Format each line of the listing below as a Markdown table with the columns Row and Text. Number the rows in order, skip blank lines, and omit the pictures.

## Source data

>> Begin

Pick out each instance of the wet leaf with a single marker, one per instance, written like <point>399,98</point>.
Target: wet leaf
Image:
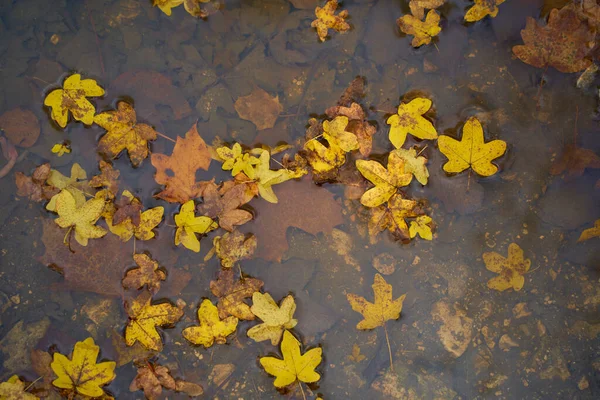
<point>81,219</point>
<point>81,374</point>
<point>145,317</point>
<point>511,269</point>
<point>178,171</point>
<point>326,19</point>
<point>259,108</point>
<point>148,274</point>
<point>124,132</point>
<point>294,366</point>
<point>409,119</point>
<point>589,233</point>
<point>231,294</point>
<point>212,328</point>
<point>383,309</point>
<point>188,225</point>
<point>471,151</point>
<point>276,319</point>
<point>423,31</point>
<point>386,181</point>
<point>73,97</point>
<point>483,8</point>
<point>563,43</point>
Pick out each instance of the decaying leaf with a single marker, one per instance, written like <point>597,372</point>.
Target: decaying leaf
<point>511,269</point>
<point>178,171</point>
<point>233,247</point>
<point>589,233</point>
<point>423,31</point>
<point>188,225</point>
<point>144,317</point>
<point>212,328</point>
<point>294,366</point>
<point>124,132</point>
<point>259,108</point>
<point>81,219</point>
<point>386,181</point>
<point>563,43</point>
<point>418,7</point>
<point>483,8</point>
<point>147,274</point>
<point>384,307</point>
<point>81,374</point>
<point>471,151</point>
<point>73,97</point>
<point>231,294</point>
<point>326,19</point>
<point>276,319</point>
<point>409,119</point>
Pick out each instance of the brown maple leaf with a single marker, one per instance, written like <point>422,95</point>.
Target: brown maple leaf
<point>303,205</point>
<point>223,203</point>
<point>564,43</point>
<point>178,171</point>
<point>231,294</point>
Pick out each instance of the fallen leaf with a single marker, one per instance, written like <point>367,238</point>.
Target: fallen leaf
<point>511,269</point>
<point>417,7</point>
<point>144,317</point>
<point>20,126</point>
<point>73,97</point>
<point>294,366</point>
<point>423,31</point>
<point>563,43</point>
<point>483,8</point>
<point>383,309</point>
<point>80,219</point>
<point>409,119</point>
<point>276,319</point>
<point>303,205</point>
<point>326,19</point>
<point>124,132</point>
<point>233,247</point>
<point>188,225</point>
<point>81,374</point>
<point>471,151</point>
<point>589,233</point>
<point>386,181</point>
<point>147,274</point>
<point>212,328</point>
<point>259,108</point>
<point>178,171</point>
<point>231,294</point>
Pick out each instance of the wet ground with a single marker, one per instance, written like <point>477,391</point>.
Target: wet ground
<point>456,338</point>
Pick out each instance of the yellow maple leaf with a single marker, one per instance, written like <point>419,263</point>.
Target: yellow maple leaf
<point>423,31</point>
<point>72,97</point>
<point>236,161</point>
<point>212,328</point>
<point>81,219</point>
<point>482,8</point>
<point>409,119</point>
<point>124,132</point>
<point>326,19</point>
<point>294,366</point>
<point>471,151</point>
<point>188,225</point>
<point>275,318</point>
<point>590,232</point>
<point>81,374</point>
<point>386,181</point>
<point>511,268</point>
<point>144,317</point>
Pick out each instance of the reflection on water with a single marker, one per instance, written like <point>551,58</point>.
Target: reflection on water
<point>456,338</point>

>> End

## Result of the exercise
| Row | Text |
|---|---|
| 1 | Pick out each instance of the wet leaf with a single marker, one per instance, written like <point>399,98</point>. |
| 2 | Target: wet leaf |
| 3 | Image: |
| 4 | <point>81,219</point> |
| 5 | <point>81,374</point> |
| 6 | <point>145,317</point> |
| 7 | <point>511,269</point> |
| 8 | <point>178,171</point> |
| 9 | <point>326,19</point> |
| 10 | <point>259,108</point> |
| 11 | <point>148,274</point> |
| 12 | <point>124,132</point> |
| 13 | <point>294,366</point> |
| 14 | <point>409,119</point> |
| 15 | <point>589,233</point> |
| 16 | <point>231,294</point> |
| 17 | <point>212,328</point> |
| 18 | <point>383,309</point> |
| 19 | <point>188,225</point> |
| 20 | <point>471,151</point> |
| 21 | <point>276,319</point> |
| 22 | <point>423,31</point> |
| 23 | <point>386,181</point> |
| 24 | <point>73,97</point> |
| 25 | <point>483,8</point> |
| 26 | <point>563,43</point> |
| 27 | Pick out each instance of the decaying leaf with a single marker, one per instance, written like <point>597,372</point>. |
| 28 | Target: decaying leaf |
| 29 | <point>511,269</point> |
| 30 | <point>178,171</point> |
| 31 | <point>233,247</point> |
| 32 | <point>589,233</point> |
| 33 | <point>423,31</point> |
| 34 | <point>188,225</point> |
| 35 | <point>144,317</point> |
| 36 | <point>212,328</point> |
| 37 | <point>294,366</point> |
| 38 | <point>124,132</point> |
| 39 | <point>259,108</point> |
| 40 | <point>81,219</point> |
| 41 | <point>386,181</point> |
| 42 | <point>563,43</point> |
| 43 | <point>418,7</point> |
| 44 | <point>483,8</point> |
| 45 | <point>147,274</point> |
| 46 | <point>384,307</point> |
| 47 | <point>81,374</point> |
| 48 | <point>471,151</point> |
| 49 | <point>73,97</point> |
| 50 | <point>231,294</point> |
| 51 | <point>326,19</point> |
| 52 | <point>276,319</point> |
| 53 | <point>409,119</point> |
| 54 | Pick out each instance of the brown maple leaf with a single marker, one per instance, written like <point>422,95</point>. |
| 55 | Target: brown maple leaf |
| 56 | <point>303,205</point> |
| 57 | <point>223,203</point> |
| 58 | <point>564,43</point> |
| 59 | <point>178,171</point> |
| 60 | <point>231,294</point> |
| 61 | Pick out each instance of the fallen leaf with a single marker, one per instance, written like <point>367,238</point>. |
| 62 | Target: fallen leaf |
| 63 | <point>511,269</point> |
| 64 | <point>417,7</point> |
| 65 | <point>144,317</point> |
| 66 | <point>20,126</point> |
| 67 | <point>73,97</point> |
| 68 | <point>294,366</point> |
| 69 | <point>423,31</point> |
| 70 | <point>563,43</point> |
| 71 | <point>483,8</point> |
| 72 | <point>383,309</point> |
| 73 | <point>80,219</point> |
| 74 | <point>409,119</point> |
| 75 | <point>276,319</point> |
| 76 | <point>303,205</point> |
| 77 | <point>326,19</point> |
| 78 | <point>124,132</point> |
| 79 | <point>233,247</point> |
| 80 | <point>188,225</point> |
| 81 | <point>81,374</point> |
| 82 | <point>471,151</point> |
| 83 | <point>589,233</point> |
| 84 | <point>386,181</point> |
| 85 | <point>147,274</point> |
| 86 | <point>212,328</point> |
| 87 | <point>259,108</point> |
| 88 | <point>178,171</point> |
| 89 | <point>231,294</point> |
| 90 | Pick out each instance of the wet ground with a single marker, one per instance, written like <point>477,391</point>. |
| 91 | Target: wet ground |
| 92 | <point>456,338</point> |
| 93 | Pick out each instance of the yellow maple leaf with a single marker, one per instance, written like <point>419,263</point>. |
| 94 | Target: yellow maple leaf |
| 95 | <point>423,31</point> |
| 96 | <point>72,97</point> |
| 97 | <point>236,161</point> |
| 98 | <point>212,328</point> |
| 99 | <point>81,219</point> |
| 100 | <point>482,8</point> |
| 101 | <point>409,119</point> |
| 102 | <point>124,132</point> |
| 103 | <point>326,19</point> |
| 104 | <point>294,366</point> |
| 105 | <point>471,151</point> |
| 106 | <point>188,225</point> |
| 107 | <point>275,318</point> |
| 108 | <point>590,232</point> |
| 109 | <point>81,374</point> |
| 110 | <point>386,181</point> |
| 111 | <point>511,268</point> |
| 112 | <point>144,317</point> |
| 113 | Pick out each instance of the reflection on water with a single marker, one per instance, written like <point>551,58</point>. |
| 114 | Target: reflection on water |
| 115 | <point>456,338</point> |